◆ Exercise description: How many of the lines below contain the word "lake"? Reply with the number alone.

◆ Dataset:
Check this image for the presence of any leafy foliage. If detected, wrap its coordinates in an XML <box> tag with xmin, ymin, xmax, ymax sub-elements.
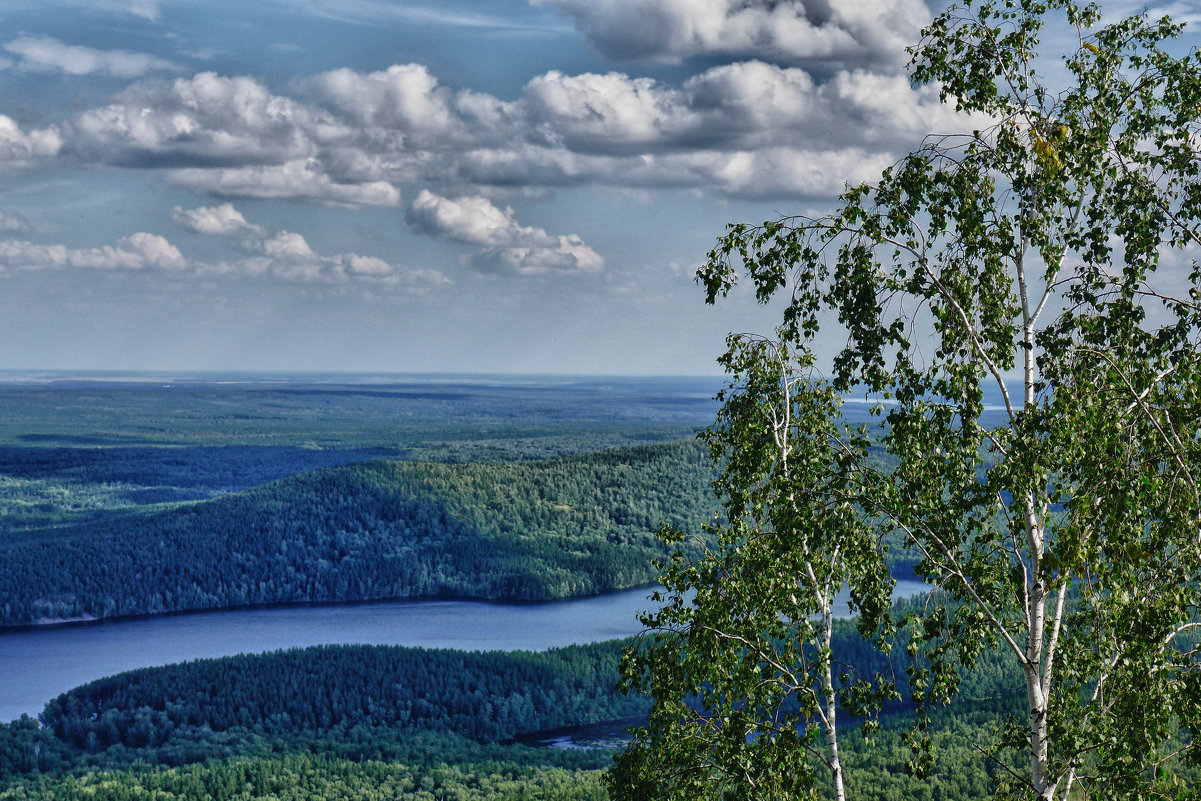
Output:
<box><xmin>631</xmin><ymin>0</ymin><xmax>1201</xmax><ymax>800</ymax></box>
<box><xmin>0</xmin><ymin>443</ymin><xmax>712</xmax><ymax>626</ymax></box>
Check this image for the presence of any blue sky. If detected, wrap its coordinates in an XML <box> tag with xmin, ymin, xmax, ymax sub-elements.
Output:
<box><xmin>0</xmin><ymin>0</ymin><xmax>1197</xmax><ymax>375</ymax></box>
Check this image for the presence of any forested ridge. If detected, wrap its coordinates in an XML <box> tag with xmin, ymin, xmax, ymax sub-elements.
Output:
<box><xmin>0</xmin><ymin>442</ymin><xmax>715</xmax><ymax>626</ymax></box>
<box><xmin>0</xmin><ymin>634</ymin><xmax>1076</xmax><ymax>801</ymax></box>
<box><xmin>41</xmin><ymin>641</ymin><xmax>646</xmax><ymax>752</ymax></box>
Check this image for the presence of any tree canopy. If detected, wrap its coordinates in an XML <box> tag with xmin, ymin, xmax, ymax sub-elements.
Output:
<box><xmin>611</xmin><ymin>0</ymin><xmax>1201</xmax><ymax>800</ymax></box>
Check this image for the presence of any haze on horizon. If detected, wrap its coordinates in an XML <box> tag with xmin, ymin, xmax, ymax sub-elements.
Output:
<box><xmin>0</xmin><ymin>0</ymin><xmax>1186</xmax><ymax>375</ymax></box>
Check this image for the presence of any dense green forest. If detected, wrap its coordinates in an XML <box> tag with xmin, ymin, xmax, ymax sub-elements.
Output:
<box><xmin>0</xmin><ymin>634</ymin><xmax>1042</xmax><ymax>801</ymax></box>
<box><xmin>41</xmin><ymin>641</ymin><xmax>647</xmax><ymax>752</ymax></box>
<box><xmin>0</xmin><ymin>442</ymin><xmax>715</xmax><ymax>626</ymax></box>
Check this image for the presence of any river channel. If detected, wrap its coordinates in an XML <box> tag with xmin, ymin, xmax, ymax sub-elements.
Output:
<box><xmin>0</xmin><ymin>581</ymin><xmax>925</xmax><ymax>721</ymax></box>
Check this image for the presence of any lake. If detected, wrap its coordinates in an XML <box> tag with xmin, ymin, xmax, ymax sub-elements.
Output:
<box><xmin>0</xmin><ymin>581</ymin><xmax>926</xmax><ymax>721</ymax></box>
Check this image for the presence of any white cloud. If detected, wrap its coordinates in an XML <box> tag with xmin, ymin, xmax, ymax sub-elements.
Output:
<box><xmin>68</xmin><ymin>72</ymin><xmax>337</xmax><ymax>167</ymax></box>
<box><xmin>256</xmin><ymin>231</ymin><xmax>317</xmax><ymax>259</ymax></box>
<box><xmin>0</xmin><ymin>232</ymin><xmax>189</xmax><ymax>270</ymax></box>
<box><xmin>304</xmin><ymin>64</ymin><xmax>461</xmax><ymax>147</ymax></box>
<box><xmin>49</xmin><ymin>53</ymin><xmax>969</xmax><ymax>200</ymax></box>
<box><xmin>171</xmin><ymin>203</ymin><xmax>264</xmax><ymax>237</ymax></box>
<box><xmin>408</xmin><ymin>190</ymin><xmax>604</xmax><ymax>275</ymax></box>
<box><xmin>0</xmin><ymin>210</ymin><xmax>32</xmax><ymax>234</ymax></box>
<box><xmin>171</xmin><ymin>159</ymin><xmax>400</xmax><ymax>205</ymax></box>
<box><xmin>126</xmin><ymin>0</ymin><xmax>159</xmax><ymax>22</ymax></box>
<box><xmin>4</xmin><ymin>35</ymin><xmax>180</xmax><ymax>78</ymax></box>
<box><xmin>172</xmin><ymin>203</ymin><xmax>450</xmax><ymax>293</ymax></box>
<box><xmin>533</xmin><ymin>0</ymin><xmax>931</xmax><ymax>66</ymax></box>
<box><xmin>0</xmin><ymin>114</ymin><xmax>62</xmax><ymax>168</ymax></box>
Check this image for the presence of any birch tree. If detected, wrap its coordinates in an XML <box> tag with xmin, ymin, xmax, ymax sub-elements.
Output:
<box><xmin>610</xmin><ymin>335</ymin><xmax>895</xmax><ymax>801</ymax></box>
<box><xmin>619</xmin><ymin>0</ymin><xmax>1201</xmax><ymax>801</ymax></box>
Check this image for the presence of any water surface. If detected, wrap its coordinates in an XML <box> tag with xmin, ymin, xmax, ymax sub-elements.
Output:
<box><xmin>0</xmin><ymin>581</ymin><xmax>925</xmax><ymax>721</ymax></box>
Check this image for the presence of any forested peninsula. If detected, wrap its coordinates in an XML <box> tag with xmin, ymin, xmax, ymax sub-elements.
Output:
<box><xmin>0</xmin><ymin>442</ymin><xmax>716</xmax><ymax>627</ymax></box>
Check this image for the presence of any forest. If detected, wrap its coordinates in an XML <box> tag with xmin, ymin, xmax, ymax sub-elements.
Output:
<box><xmin>0</xmin><ymin>619</ymin><xmax>1090</xmax><ymax>801</ymax></box>
<box><xmin>0</xmin><ymin>443</ymin><xmax>713</xmax><ymax>626</ymax></box>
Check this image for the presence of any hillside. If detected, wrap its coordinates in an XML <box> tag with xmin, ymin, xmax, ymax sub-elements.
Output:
<box><xmin>0</xmin><ymin>442</ymin><xmax>716</xmax><ymax>626</ymax></box>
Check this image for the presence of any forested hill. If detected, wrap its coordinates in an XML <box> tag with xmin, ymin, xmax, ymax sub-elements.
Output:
<box><xmin>0</xmin><ymin>442</ymin><xmax>716</xmax><ymax>626</ymax></box>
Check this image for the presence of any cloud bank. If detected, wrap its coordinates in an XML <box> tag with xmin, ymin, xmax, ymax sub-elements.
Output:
<box><xmin>4</xmin><ymin>35</ymin><xmax>180</xmax><ymax>78</ymax></box>
<box><xmin>408</xmin><ymin>190</ymin><xmax>604</xmax><ymax>275</ymax></box>
<box><xmin>44</xmin><ymin>56</ymin><xmax>966</xmax><ymax>200</ymax></box>
<box><xmin>533</xmin><ymin>0</ymin><xmax>930</xmax><ymax>65</ymax></box>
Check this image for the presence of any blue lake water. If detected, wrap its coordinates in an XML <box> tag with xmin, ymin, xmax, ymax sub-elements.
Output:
<box><xmin>0</xmin><ymin>581</ymin><xmax>925</xmax><ymax>721</ymax></box>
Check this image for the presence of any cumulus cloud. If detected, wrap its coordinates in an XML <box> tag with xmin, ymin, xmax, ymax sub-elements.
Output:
<box><xmin>0</xmin><ymin>232</ymin><xmax>187</xmax><ymax>270</ymax></box>
<box><xmin>171</xmin><ymin>203</ymin><xmax>264</xmax><ymax>237</ymax></box>
<box><xmin>171</xmin><ymin>160</ymin><xmax>400</xmax><ymax>205</ymax></box>
<box><xmin>4</xmin><ymin>36</ymin><xmax>180</xmax><ymax>78</ymax></box>
<box><xmin>0</xmin><ymin>114</ymin><xmax>62</xmax><ymax>168</ymax></box>
<box><xmin>533</xmin><ymin>0</ymin><xmax>931</xmax><ymax>65</ymax></box>
<box><xmin>0</xmin><ymin>209</ymin><xmax>34</xmax><ymax>234</ymax></box>
<box><xmin>49</xmin><ymin>52</ymin><xmax>969</xmax><ymax>200</ymax></box>
<box><xmin>68</xmin><ymin>72</ymin><xmax>339</xmax><ymax>167</ymax></box>
<box><xmin>304</xmin><ymin>64</ymin><xmax>462</xmax><ymax>144</ymax></box>
<box><xmin>407</xmin><ymin>190</ymin><xmax>604</xmax><ymax>275</ymax></box>
<box><xmin>172</xmin><ymin>203</ymin><xmax>450</xmax><ymax>293</ymax></box>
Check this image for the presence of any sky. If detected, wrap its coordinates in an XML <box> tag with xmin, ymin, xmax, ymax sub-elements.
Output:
<box><xmin>0</xmin><ymin>0</ymin><xmax>1201</xmax><ymax>375</ymax></box>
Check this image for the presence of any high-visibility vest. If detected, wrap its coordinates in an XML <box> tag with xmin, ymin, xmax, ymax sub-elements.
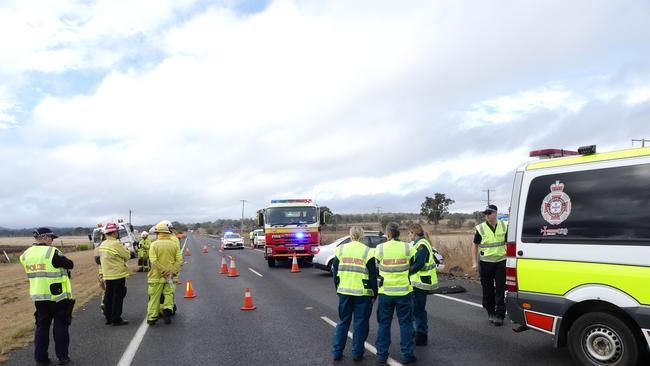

◆ Exercise response: 2